--- start Records shown ---
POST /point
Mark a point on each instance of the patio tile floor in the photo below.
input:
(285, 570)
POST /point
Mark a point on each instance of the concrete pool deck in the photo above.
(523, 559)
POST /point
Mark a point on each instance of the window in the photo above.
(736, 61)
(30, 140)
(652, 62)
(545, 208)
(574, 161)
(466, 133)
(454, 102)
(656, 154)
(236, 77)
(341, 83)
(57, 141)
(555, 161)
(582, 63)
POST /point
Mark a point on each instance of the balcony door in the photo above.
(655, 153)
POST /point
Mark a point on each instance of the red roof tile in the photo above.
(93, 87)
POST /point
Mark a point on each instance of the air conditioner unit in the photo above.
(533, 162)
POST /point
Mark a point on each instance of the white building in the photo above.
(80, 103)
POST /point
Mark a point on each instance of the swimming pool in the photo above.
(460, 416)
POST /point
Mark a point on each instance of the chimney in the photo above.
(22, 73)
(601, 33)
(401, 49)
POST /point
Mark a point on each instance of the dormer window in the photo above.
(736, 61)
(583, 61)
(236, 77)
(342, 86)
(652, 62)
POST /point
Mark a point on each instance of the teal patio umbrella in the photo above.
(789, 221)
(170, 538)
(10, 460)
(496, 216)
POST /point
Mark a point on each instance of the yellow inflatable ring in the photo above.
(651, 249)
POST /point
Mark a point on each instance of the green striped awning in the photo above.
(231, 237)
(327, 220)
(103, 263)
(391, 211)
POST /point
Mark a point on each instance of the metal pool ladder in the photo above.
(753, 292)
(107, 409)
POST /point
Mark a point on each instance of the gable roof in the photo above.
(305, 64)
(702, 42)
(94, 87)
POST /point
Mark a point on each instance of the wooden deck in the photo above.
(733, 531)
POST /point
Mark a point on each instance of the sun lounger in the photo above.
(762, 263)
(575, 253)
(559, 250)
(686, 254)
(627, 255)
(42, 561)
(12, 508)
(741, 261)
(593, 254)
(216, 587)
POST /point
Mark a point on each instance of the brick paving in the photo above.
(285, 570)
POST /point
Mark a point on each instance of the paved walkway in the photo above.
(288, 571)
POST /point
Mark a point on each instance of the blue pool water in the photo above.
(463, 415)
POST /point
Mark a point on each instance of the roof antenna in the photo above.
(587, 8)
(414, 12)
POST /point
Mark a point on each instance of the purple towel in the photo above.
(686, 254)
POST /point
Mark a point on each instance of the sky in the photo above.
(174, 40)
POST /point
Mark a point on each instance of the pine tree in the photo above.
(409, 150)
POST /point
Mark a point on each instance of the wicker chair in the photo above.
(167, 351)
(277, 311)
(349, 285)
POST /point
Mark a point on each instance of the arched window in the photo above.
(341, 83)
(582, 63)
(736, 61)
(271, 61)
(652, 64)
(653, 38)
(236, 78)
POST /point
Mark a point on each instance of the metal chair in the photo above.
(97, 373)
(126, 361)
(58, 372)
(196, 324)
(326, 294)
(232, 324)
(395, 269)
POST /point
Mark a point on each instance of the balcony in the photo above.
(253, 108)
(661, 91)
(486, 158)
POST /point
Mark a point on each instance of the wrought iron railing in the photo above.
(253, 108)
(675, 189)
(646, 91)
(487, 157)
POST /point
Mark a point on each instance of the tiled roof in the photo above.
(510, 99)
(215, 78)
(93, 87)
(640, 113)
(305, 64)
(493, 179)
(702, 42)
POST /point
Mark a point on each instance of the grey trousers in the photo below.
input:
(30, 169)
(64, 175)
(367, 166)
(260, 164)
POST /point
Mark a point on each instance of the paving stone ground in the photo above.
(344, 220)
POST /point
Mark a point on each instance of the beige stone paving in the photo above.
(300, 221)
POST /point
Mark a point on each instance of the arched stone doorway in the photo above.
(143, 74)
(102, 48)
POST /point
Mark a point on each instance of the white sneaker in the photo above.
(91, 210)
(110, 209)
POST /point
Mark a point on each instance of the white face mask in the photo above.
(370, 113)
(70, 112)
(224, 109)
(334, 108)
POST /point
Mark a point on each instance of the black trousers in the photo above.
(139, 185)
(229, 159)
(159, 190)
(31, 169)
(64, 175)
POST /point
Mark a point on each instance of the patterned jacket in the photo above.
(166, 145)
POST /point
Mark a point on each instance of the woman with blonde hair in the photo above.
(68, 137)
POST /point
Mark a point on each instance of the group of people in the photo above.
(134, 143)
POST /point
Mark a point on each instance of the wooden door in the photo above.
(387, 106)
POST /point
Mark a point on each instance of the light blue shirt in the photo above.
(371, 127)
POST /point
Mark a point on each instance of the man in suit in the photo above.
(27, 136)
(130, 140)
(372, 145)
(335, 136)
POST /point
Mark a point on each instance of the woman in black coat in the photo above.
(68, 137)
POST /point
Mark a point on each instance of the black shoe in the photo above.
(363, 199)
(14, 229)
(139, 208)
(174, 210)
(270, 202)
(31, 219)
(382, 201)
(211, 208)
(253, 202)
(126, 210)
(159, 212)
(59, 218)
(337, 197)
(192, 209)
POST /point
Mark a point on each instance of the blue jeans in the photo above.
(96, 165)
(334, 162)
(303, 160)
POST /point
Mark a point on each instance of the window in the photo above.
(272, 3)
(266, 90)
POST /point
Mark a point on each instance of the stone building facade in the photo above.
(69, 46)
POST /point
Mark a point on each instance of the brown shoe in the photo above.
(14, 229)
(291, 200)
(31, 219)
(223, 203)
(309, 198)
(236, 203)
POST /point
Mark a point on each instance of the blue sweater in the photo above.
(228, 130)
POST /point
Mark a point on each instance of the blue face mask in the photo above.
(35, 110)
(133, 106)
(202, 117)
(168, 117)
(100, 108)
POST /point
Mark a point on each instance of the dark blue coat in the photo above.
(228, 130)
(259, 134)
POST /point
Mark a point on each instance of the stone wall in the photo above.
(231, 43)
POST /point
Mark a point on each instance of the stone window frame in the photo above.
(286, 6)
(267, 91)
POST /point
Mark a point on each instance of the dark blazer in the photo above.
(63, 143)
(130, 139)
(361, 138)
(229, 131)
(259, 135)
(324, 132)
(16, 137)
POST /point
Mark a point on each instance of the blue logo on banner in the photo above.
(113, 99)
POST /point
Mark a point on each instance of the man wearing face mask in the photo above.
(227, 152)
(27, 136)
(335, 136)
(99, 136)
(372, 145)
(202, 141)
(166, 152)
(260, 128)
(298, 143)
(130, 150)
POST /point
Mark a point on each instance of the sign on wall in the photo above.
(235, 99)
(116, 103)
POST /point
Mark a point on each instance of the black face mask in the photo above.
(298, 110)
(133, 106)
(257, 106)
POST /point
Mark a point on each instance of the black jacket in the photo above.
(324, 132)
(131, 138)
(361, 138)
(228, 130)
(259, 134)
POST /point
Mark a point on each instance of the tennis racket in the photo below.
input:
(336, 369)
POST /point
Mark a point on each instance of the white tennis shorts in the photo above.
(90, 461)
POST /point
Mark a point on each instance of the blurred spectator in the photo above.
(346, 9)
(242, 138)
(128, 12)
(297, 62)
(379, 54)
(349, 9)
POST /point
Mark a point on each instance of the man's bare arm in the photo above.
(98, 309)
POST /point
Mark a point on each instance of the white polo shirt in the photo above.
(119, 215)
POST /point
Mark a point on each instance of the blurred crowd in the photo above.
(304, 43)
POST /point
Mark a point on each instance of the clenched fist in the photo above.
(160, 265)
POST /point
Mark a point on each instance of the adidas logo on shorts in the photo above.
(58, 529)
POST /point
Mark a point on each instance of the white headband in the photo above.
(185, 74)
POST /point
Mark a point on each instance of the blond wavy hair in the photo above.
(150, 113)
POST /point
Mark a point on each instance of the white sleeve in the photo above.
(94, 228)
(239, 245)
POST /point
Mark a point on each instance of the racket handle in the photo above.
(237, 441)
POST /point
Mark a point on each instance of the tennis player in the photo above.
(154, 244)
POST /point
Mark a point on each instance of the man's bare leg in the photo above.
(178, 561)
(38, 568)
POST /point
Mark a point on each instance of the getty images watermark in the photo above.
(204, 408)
--- end Records shown ---
= Instructions for the task =
Please locate each line in the entries above that contains the word "metal" and copy it out. Case counts.

= Expected answer =
Mark a point on each instance of the metal pool ladder in the photo above.
Mark a point on each instance of the metal chair in the photo above.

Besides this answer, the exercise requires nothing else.